* [DATA EXTRACT]:
>>>>>

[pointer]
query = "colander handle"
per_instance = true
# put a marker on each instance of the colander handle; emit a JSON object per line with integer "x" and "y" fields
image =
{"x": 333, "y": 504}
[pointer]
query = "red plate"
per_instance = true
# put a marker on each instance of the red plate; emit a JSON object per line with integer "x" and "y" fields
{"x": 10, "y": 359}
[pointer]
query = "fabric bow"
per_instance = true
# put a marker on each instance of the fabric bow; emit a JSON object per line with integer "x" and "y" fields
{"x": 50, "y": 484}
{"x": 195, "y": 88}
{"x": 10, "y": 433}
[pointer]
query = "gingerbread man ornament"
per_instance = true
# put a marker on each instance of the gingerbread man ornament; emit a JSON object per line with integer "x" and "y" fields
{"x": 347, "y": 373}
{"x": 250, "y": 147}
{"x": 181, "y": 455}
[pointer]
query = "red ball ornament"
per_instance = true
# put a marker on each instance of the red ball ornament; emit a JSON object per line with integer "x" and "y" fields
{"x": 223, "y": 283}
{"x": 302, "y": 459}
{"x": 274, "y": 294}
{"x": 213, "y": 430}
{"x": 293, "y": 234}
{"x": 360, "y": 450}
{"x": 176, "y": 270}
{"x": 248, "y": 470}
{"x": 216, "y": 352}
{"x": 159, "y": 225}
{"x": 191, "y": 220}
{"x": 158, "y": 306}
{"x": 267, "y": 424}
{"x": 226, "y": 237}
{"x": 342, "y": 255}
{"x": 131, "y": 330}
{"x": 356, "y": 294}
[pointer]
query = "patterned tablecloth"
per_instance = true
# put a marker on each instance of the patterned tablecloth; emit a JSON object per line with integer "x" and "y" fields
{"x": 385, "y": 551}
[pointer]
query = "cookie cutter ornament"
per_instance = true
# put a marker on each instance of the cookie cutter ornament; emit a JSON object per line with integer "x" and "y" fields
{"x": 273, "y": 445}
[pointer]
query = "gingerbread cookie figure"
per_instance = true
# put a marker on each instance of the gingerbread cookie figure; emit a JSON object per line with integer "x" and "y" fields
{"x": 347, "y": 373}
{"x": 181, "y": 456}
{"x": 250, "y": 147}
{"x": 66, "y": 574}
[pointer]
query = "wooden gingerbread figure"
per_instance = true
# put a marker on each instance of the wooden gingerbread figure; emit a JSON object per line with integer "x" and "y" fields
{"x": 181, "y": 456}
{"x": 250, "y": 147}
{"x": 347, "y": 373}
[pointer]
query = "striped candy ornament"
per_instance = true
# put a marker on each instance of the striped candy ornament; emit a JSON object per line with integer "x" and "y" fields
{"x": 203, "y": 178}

<<<<<

* [WHAT YOU HAVE TO DO]:
The listing above must be transcribed exactly, line by line.

* [COMPLETE RESPONSE]:
[pointer]
query = "colander handle"
per_instance = true
# put a marker on each instance of the colander handle; emit a JSON object per line with integer "x" and "y" fields
image =
{"x": 333, "y": 504}
[pointer]
query = "red plate"
per_instance = true
# put a marker on each instance of the red plate; emit a JSON object per line with integer "x" and "y" fields
{"x": 10, "y": 359}
[pointer]
query = "fabric bow"
per_instance = true
# put a marker on each instance of the fabric bow; emit a JSON object per line with integer "x" and "y" fields
{"x": 50, "y": 484}
{"x": 195, "y": 88}
{"x": 10, "y": 433}
[pointer]
query = "gingerbread man ornament"
per_instance = true
# put a marker on each instance of the gingerbread man ornament; emit a JSON object per line with integer "x" and "y" fields
{"x": 347, "y": 373}
{"x": 250, "y": 147}
{"x": 181, "y": 455}
[pointer]
query = "red ball ornament"
per_instance = true
# put a marker on each instance of the red ball ornament; emit a JSON object per line with integer "x" and "y" fields
{"x": 223, "y": 283}
{"x": 302, "y": 459}
{"x": 274, "y": 294}
{"x": 213, "y": 430}
{"x": 293, "y": 234}
{"x": 360, "y": 450}
{"x": 176, "y": 270}
{"x": 248, "y": 470}
{"x": 216, "y": 352}
{"x": 159, "y": 225}
{"x": 191, "y": 220}
{"x": 158, "y": 306}
{"x": 267, "y": 424}
{"x": 226, "y": 237}
{"x": 342, "y": 255}
{"x": 131, "y": 330}
{"x": 356, "y": 294}
[pointer]
query = "patterned tablecloth"
per_instance = true
# put a marker on each instance of the patterned tablecloth; emit a JSON object per line with integer "x" and "y" fields
{"x": 385, "y": 551}
[pointer]
query = "cookie cutter ornament"
per_instance = true
# put a marker on each instance of the cookie cutter ornament; emit a JSON object per line with integer "x" and "y" fields
{"x": 273, "y": 445}
[pointer]
query = "gingerbread cookie figure"
per_instance = true
# put a marker on each instance of the gingerbread cookie figure; emit a JSON object per line with integer "x" and "y" fields
{"x": 347, "y": 373}
{"x": 181, "y": 456}
{"x": 250, "y": 147}
{"x": 66, "y": 574}
[pointer]
query = "wooden gingerbread figure"
per_instance = true
# put a marker on each instance of the wooden gingerbread figure; emit a JSON object per line with integer "x" and "y" fields
{"x": 181, "y": 456}
{"x": 250, "y": 147}
{"x": 347, "y": 373}
[pointer]
query = "striped candy ornament"
per_instance = true
# put a marker on each instance of the striped candy ornament; emit a JSON object per line with integer "x" and "y" fields
{"x": 203, "y": 178}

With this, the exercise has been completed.